# GOAL OF THE EXERCISE
Copy the stretch of the listing below from the line that contains "Pick out each instance of the white rushing" through the end of the listing, word for word.

(Dataset rows showing where objects appear)
____
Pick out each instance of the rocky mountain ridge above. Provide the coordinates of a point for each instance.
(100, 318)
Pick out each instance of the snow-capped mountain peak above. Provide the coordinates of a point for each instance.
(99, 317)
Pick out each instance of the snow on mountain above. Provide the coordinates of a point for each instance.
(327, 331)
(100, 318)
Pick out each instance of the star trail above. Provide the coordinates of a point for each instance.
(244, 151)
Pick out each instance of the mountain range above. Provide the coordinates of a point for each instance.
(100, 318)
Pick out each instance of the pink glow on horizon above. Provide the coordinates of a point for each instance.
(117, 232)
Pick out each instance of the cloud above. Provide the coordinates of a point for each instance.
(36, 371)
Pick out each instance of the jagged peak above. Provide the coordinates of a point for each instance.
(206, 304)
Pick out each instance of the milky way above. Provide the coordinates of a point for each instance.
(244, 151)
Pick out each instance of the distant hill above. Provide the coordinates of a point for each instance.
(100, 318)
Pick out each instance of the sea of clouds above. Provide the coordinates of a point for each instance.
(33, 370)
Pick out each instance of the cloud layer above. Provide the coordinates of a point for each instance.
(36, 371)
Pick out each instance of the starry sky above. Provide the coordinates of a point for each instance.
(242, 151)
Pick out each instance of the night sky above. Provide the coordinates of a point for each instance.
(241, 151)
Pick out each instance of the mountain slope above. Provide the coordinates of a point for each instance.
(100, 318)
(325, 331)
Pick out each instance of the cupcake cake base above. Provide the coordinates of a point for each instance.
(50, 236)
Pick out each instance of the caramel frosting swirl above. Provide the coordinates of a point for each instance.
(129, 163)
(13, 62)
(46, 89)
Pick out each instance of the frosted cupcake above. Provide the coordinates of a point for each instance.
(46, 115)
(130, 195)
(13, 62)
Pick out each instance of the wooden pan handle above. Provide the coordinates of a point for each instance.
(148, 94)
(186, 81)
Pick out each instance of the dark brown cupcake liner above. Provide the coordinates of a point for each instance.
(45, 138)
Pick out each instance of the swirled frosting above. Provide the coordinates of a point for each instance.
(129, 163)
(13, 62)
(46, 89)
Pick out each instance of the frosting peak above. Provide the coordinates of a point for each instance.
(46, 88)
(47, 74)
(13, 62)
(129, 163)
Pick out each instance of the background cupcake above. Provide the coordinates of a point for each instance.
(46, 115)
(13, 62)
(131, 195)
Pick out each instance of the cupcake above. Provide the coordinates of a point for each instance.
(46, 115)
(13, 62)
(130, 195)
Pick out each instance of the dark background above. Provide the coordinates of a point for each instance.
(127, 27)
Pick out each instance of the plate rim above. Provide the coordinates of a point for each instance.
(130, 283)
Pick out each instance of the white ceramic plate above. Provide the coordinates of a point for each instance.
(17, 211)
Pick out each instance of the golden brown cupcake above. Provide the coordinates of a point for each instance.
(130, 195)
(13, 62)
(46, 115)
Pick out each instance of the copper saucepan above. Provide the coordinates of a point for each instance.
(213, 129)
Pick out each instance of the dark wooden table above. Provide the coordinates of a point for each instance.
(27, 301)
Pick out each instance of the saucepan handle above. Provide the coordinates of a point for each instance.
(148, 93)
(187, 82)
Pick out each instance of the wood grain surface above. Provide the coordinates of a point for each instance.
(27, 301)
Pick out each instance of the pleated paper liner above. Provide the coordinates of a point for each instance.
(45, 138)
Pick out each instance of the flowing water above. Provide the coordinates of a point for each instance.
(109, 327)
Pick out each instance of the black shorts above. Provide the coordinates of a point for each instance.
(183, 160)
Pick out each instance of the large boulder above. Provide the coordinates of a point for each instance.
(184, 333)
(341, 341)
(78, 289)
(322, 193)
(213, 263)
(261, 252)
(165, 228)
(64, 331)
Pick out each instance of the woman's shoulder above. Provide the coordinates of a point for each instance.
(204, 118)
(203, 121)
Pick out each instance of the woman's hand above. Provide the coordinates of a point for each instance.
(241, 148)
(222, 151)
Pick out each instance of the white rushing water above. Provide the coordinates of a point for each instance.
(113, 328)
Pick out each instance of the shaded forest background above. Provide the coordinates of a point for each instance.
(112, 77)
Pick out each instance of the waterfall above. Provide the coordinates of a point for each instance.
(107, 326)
____
# COMPLETE RESPONSE
Pick out each instance of the white rushing water above. Provide the coordinates of a point for each instance.
(113, 328)
Pick out each instance of the shaded forest background above. Provide the coordinates of a point for each instance.
(112, 77)
Pick out each instance of the waterfall above. Provide the coordinates of a point for each instance.
(107, 326)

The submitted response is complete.